→ **DIRECTIONS FOR THIS TASK**:
Every line of the data is to be reproduced exactly.

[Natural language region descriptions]
- - -

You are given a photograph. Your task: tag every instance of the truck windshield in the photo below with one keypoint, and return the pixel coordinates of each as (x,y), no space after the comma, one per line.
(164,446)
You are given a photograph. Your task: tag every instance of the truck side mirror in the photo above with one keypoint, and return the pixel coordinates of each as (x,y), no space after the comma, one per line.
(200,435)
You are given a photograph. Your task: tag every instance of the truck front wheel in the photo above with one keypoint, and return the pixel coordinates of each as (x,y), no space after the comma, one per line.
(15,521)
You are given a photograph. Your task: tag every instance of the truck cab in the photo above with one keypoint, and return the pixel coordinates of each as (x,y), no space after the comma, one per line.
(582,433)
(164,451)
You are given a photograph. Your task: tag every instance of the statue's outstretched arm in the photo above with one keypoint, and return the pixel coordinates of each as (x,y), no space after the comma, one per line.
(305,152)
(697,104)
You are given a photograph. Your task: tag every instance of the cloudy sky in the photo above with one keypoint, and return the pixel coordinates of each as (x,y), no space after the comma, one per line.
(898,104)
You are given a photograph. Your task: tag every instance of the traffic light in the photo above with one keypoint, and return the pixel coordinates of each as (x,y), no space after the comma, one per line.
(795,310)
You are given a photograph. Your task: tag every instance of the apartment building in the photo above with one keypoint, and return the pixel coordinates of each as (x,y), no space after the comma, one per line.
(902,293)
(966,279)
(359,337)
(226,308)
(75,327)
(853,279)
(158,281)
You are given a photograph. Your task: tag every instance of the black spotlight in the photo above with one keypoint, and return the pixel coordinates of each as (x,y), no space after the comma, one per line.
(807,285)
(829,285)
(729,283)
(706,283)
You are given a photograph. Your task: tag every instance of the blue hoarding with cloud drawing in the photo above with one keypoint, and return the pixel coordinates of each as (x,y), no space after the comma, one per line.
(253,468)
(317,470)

- - -

→ **OUTPUT OF THE EXERCISE**:
You are given a photograph. Your task: tag every instance of the truck windshield in the photo below with one keypoint, and return the pixel coordinates of each as (x,y), no space after the comma, one per line.
(164,446)
You are given a photograph. Your task: tag every instance of the truck side mirror in the photo above with one keypoint, and return the pixel coordinates of each as (x,y), no space after the comma, one per line.
(200,435)
You are given a photograph. Your task: tag every instance of the truck front wheel in the photo above with one keypoint, and return the pixel coordinates of each as (x,y), no space after the comma, one per line.
(15,521)
You are given a photograph. Your task: tag every instance of the truck cab in the photo above with one keypoint, and return the pixel coordinates of each as (x,y), no space after the comma, one per line.
(582,433)
(164,451)
You are given a photograph. Your task: tag every instance of the statue's outstretched arm in the photo above with one keypoint, and return the pixel coordinates of each as (x,y), no space after the comma, one per line.
(305,152)
(697,104)
You are given a photograph. Your task: tag every instance of the cloudy sky in the photo above with one keypoint, and return the pixel coordinates of each as (x,y), no space after the comma, one per line.
(898,104)
You are given a photograph. Your task: tag every instance of the traffic light in the photo above with one keypoint, and return the pixel coordinates of each as (x,y), no space after the comma, one per line.
(795,310)
You are given a photograph. Your task: tag every instance of the apartment building in the photo above with one keypoint, and return the pixel coordinates of each as (x,y), no space after the comma, one per line.
(902,293)
(966,279)
(359,337)
(226,308)
(75,327)
(853,279)
(158,281)
You are given a photograph. Your task: tag every instance of the black spotlight in the photo above with one keypoint, and return the pixel coordinates of each as (x,y), no space after the comma, one per line.
(807,285)
(829,285)
(729,283)
(706,283)
You are given a photograph. Your task: tag every instance of the blue hoarding with cloud drawing in the photo above with one keypoint, and return the pixel coordinates of each as (x,y), no space after the comma, one per line.
(253,468)
(317,470)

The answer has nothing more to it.